WHAT THE EXERCISE ASKS:
Write out every entry exactly as given, but omit the pictures.

Referring expression pointing data:
******
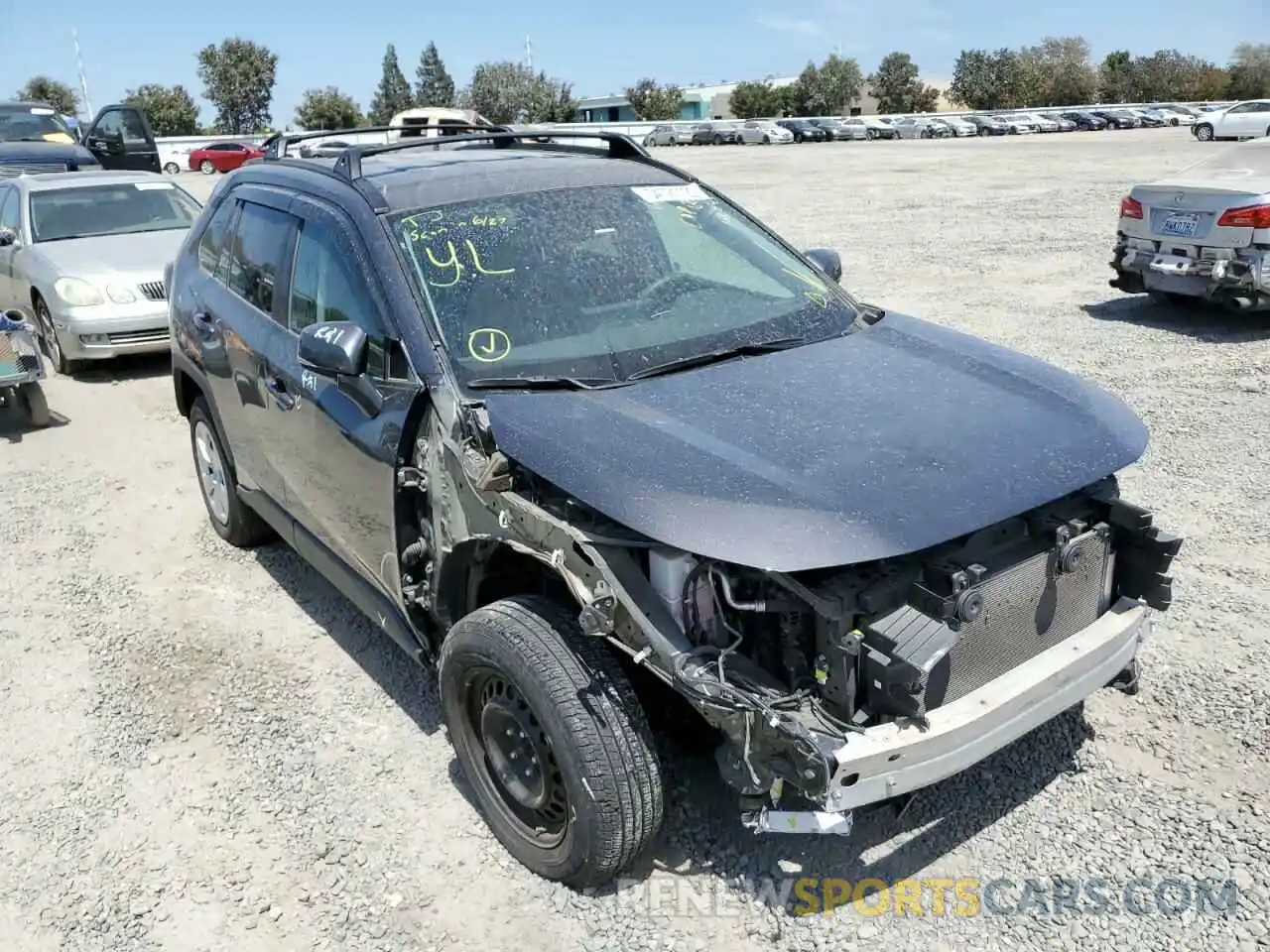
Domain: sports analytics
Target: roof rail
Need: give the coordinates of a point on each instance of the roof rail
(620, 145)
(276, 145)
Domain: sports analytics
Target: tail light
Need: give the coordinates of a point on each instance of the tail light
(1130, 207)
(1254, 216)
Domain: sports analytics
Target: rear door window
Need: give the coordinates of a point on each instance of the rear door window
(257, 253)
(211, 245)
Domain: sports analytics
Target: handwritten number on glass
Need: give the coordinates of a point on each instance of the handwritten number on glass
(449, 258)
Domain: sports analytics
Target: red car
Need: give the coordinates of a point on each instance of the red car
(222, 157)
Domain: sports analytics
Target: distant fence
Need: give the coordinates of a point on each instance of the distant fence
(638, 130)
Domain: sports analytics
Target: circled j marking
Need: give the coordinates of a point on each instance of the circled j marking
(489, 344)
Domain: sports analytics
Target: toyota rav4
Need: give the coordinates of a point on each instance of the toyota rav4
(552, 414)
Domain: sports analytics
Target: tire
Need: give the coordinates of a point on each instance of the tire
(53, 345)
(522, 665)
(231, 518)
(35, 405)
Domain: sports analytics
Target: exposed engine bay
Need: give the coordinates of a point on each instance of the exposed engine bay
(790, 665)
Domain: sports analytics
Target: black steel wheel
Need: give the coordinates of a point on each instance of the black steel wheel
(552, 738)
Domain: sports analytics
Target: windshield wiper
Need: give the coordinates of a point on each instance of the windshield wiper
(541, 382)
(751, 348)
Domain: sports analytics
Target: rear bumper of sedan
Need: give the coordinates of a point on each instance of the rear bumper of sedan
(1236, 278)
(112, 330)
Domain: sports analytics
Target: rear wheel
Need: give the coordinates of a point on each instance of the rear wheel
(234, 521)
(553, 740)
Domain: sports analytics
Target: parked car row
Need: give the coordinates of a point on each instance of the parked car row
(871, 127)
******
EXERCISE RESULT:
Domain: sports analytics
Target: roof rail
Need: give the coordinates of a point on each instance of the roof rail
(620, 145)
(276, 145)
Domain: sports analytics
Target: tail light
Need: give the coordinates of a point on each instance of the tail light
(1130, 207)
(1254, 216)
Domain: sports analytics
Target: rear door window
Need: give the coordinates of a point on each instance of the rear door window
(257, 253)
(211, 245)
Domain: sports analytics
Target: handwritten number on glass
Need: give the coordinates of a point on each instance of the handwritten number on glass
(449, 258)
Domain: sports analytics
Target: red car
Need: give the coordinates of a point on each instance of the red car
(222, 157)
Domain: sports analytics
Target: distant fence
Need: give the coordinates of a point on each instance of the distant fence
(638, 130)
Domain: sports analytics
Target: circled j marking
Need: give the coordinates of a point on each instance of the circled j marking
(489, 344)
Domain: sports analytics
Target: toyota rav4
Need: give the coordinates of a point on each instance of the toyota rav4
(552, 414)
Domain: sports analytics
Target: tire
Need: give the coordinates of a point on each instance of the tire
(53, 345)
(522, 665)
(231, 518)
(35, 405)
Domain: sports analytics
Target: exposed engine bay
Need: give the coordinates of a point on each instance of the exposed engine bay
(790, 665)
Domain: sports analytics
Target: black steel wheel
Need: give the coordinates of a point on each instance of the black steel wheel
(552, 738)
Domain: sports analytics
Target: windshield wiper
Need: give the coordinates of a point on each instance of the windshield wiper
(541, 382)
(751, 348)
Domain: sports analytics
Target: rear bumper of sedan
Need: give the coordinates of a point on each instance of the rear bumper of sedan
(1236, 278)
(112, 330)
Domain: sports analytics
Target: rear wheel
Need: give the coordinates of a point on each instance of the rear wheel
(234, 521)
(553, 740)
Domain: sports analytics
Target: parked car row
Need: give the coordinates of a point on each instance of the parked car row
(871, 127)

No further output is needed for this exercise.